## Your instructions
From the line that contains "If you could indicate the bright" through the line that contains "point(117, 331)", output every line of the listing below exactly and leave out all the rest.

-- Extracted entries follows --

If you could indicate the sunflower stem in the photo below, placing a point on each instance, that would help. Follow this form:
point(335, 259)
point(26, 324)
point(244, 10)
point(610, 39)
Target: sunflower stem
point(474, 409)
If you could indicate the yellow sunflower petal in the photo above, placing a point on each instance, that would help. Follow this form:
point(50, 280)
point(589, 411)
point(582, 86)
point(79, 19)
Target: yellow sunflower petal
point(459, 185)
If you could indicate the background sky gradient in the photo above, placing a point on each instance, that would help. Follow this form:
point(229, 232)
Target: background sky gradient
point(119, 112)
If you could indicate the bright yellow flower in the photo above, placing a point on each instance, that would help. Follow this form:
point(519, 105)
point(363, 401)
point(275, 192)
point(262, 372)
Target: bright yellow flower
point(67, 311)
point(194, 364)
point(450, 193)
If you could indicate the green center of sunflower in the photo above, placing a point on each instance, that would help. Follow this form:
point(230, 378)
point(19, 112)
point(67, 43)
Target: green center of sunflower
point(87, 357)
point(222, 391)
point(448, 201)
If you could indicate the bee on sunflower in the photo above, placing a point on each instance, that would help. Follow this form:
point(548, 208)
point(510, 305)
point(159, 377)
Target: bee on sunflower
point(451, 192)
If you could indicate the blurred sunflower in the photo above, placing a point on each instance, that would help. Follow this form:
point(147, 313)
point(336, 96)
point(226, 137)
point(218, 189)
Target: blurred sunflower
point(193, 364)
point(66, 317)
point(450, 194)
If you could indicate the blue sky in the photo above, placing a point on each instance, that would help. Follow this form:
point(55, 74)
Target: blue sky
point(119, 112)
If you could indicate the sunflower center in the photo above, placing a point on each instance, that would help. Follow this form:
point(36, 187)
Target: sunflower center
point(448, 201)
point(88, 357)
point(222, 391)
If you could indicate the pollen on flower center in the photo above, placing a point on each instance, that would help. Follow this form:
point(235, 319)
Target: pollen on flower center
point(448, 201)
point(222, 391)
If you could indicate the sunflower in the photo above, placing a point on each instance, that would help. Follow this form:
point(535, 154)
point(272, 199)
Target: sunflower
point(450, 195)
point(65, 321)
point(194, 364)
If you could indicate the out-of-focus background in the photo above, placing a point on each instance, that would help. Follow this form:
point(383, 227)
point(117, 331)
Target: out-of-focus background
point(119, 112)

-- Extracted entries concluded --
-- Extracted entries follows --

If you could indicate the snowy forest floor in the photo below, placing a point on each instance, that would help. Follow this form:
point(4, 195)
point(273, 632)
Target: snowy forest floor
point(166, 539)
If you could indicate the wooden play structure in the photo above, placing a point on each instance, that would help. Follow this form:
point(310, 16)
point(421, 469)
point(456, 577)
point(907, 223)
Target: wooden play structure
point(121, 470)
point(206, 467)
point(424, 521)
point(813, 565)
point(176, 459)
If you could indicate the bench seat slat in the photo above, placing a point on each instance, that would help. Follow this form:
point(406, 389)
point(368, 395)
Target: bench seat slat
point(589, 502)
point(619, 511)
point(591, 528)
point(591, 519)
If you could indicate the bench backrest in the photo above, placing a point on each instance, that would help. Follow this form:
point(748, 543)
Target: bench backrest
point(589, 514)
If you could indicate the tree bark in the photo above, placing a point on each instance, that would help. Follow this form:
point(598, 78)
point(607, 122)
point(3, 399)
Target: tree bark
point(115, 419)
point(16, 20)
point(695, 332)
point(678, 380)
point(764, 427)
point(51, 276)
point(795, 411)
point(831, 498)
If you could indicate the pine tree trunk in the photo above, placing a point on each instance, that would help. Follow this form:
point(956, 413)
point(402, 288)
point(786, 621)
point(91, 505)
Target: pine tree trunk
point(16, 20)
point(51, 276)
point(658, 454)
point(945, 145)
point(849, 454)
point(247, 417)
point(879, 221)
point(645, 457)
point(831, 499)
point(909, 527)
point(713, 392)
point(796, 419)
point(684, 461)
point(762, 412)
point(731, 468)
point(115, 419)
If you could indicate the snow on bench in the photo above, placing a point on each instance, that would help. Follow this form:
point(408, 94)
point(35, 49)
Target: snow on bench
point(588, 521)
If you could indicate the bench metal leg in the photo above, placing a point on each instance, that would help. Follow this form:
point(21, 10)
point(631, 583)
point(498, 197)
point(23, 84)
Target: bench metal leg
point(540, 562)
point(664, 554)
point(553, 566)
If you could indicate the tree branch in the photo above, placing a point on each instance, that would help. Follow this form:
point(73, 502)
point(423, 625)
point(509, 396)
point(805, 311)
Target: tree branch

-- Extracted entries concluded --

## Solved exercise
If you could indicate the bright yellow flower in the photo above, placing a point on each instance, that would help. Follow this form:
point(519, 105)
point(363, 401)
point(275, 192)
point(262, 372)
Target: bright yellow flower
point(67, 311)
point(194, 364)
point(450, 193)
If you could indicate the green center of sunflower in the photo above, placing a point on each instance, that would help. Follow this form:
point(230, 378)
point(19, 112)
point(67, 43)
Target: green center of sunflower
point(87, 357)
point(222, 391)
point(448, 201)
If you could indicate the bee on sunflower in the photo above, placing a point on each instance, that would help. Follow this form:
point(548, 208)
point(510, 305)
point(159, 377)
Target: bee on sunflower
point(451, 192)
If you could indicate the blurred sunflower in the photo above, placing a point on each instance, that would help. Follow this form:
point(147, 313)
point(336, 96)
point(226, 137)
point(218, 189)
Target: blurred sunflower
point(193, 364)
point(66, 317)
point(450, 194)
If you could indicate the blue sky in the photo above, placing a point on each instance, that would help. Follow this form:
point(55, 74)
Target: blue sky
point(119, 112)
If you could indicate the sunflower center in the photo above, placing a point on each instance, that would help. Follow this form:
point(36, 187)
Target: sunflower center
point(448, 201)
point(88, 357)
point(222, 391)
If you could indicate the pollen on flower center in the photo above, placing a point on each instance, that would help. Follow this form:
point(235, 319)
Target: pollen on flower center
point(448, 201)
point(222, 391)
If you could indicate the sunflower in the photo above, placing a point on each instance, that would help. Follow this form:
point(535, 154)
point(272, 199)
Target: sunflower
point(450, 195)
point(65, 321)
point(194, 364)
If you could indicate the out-of-focus background in the photo above, placing a point on each instance, that would help. Follow this form:
point(383, 227)
point(117, 331)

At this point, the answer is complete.